#### Extract:

************

What this article covers:
- Installation and setup for Python 3.10–3.12
- First scripts and core browser actions
- Screenshots, PDFs, cookies, and dynamic content
- Proxy configuration and basic anti-block techniques
- Browser fingerprinting limitations and anti-detect strategies
- Multi-account workflows for marketing automation
- Troubleshooting, best practices, and when to consider alternatives
What is Pyppeteer?
Pyppeteer emerged around 2017-2018 as a community-driven effort to bring Puppeteer’s capabilities to the python language. It exposes a high level api to control Chromium browsers via the chrome devtools protocol, giving you programmatic access to everything from page navigation to network interception.
The pyppeteer library mirrors the puppeteer api almost one-to-one. You can launch browsers, create pages, navigate URLs, interact with DOM elements, capture screenshots and PDFs, and intercept network requests—all using Python’s asyncio/await patterns instead of JavaScript Promises.
Core features and environment support:
- Python 3.8+ required (3.10–3.12 common in 2026)
- Works on Windows 10/11, Ubuntu 20.04+/Debian, macOS 12+
- ARM quirks on Apple Silicon (M1/M2/M3) may require system Chrome
- Bundled Chromium ~150-170MB downloaded on first run
- MIT license for free commercial use
Current limitations:
- Largely maintenance mode since ~2022
- Bundled/downloaded Chromium revisions may lag behind current stable Chrome and can cause compatibility issues.
- No native multi-browser support (Chrome/Chromium only)
- Some community forks address Chromium freshness and Python 3.12 compatibility
- Cutting-edge CDP features may not work without manual updates
For production users needing long-term stability, evaluate whether the risk of outdated Chromium builds affecting TLS or WebGL compatibility is acceptable for your use case.
Why Use Pyppeteer? Key Use Cases
Unlike simple HTTP tools like requests + BeautifulSoup, Pyppeteer renders the full DOM after JavaScript execution. This matters because many modern websites use frameworks like React, Vue, Next.js, or SvelteKit that build content client-side.

************

#### Supplied information:
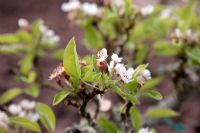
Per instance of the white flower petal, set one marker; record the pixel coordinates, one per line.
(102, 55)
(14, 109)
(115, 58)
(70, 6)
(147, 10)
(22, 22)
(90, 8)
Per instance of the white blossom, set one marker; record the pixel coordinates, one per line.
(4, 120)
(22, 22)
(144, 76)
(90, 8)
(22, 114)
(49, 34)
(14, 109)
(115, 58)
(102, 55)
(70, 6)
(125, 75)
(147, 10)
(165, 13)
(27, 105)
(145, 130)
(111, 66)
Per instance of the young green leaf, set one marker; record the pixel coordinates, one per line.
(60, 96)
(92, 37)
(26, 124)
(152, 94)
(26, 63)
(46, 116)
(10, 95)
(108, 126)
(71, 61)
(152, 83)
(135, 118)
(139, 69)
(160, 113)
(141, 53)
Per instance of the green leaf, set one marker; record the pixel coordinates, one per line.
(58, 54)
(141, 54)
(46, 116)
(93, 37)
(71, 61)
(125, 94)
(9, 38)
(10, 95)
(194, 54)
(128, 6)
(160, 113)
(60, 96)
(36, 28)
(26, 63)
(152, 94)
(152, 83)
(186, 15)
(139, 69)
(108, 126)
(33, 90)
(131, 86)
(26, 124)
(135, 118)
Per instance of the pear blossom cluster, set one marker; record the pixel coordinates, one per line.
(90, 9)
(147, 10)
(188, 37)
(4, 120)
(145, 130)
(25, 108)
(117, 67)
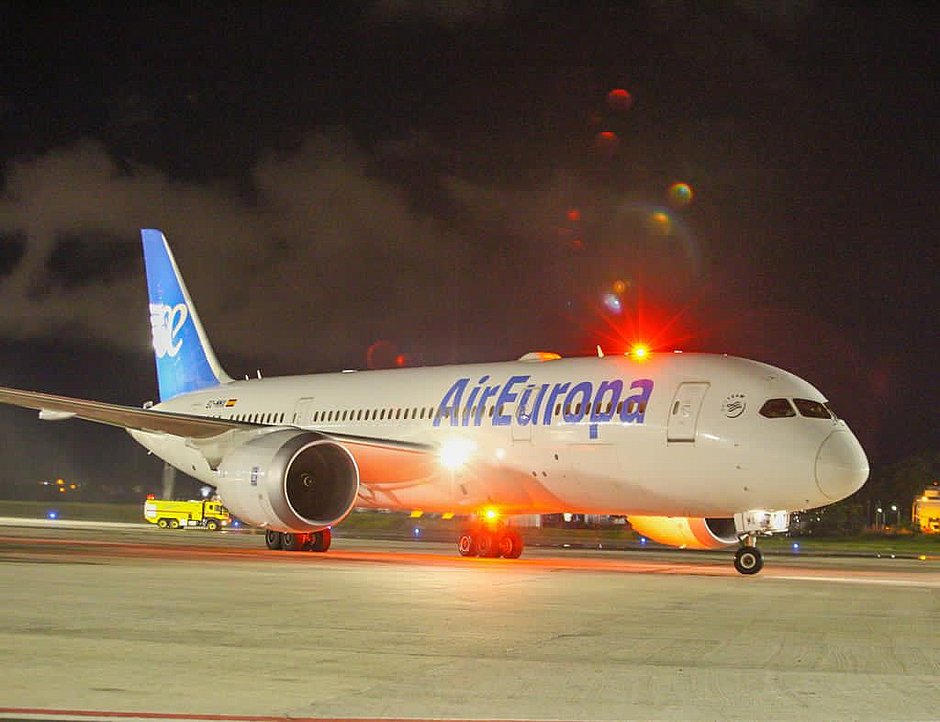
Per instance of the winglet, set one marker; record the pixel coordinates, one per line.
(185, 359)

************

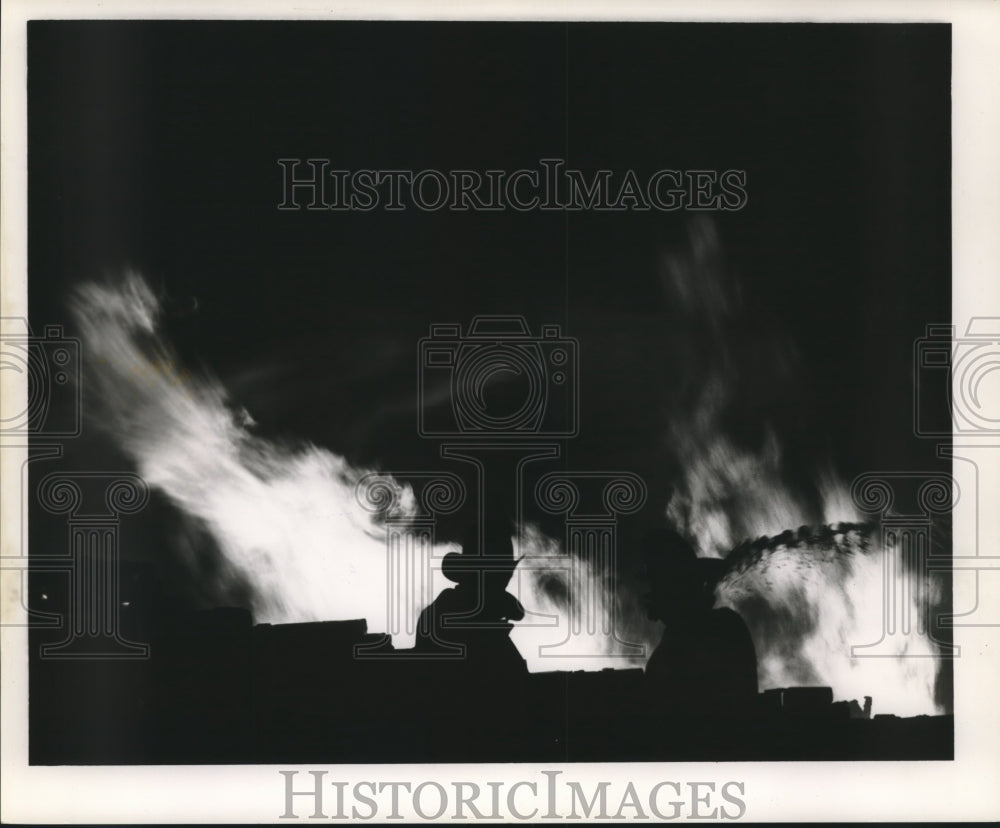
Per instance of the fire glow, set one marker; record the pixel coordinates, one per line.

************

#### Goal:
Extend the Pyppeteer article from its last sentence onward, carrying on its section on key use cases.

#### Expected answer:
Concrete use cases where Pyppeteer excels:
- Scraping infinite scroll product listings on e-commerce sites where items load via IntersectionObserver
- Automating signup and login flows with 2FA sliders or dynamic form validation
- Capturing full page screenshots of dashboards for A/B testing documentation
- Generating PDFs of invoices or reports from authenticated portals
- Running social media warm-up flows with browsing, liking, and commenting actions
- Monitoring ad platform metrics across rotating accounts
Why stay in Python instead of switching to Node.js for Puppeteer?
- Reuse existing scraping/data-processing pipelines (pandas, NumPy, SQLite)
- Asyncio integration for concurrent tab management
- Avoid context-switching pain and serialization overhead between languages
For safer multi-account workflows, pairing Pyppeteer with an anti-detect browser like Undetectable.io makes sense: Pyppeteer handles the automation logic while Undetectable.io provides hardened fingerprints and isolated profiles that reduce correlation risk across sessions.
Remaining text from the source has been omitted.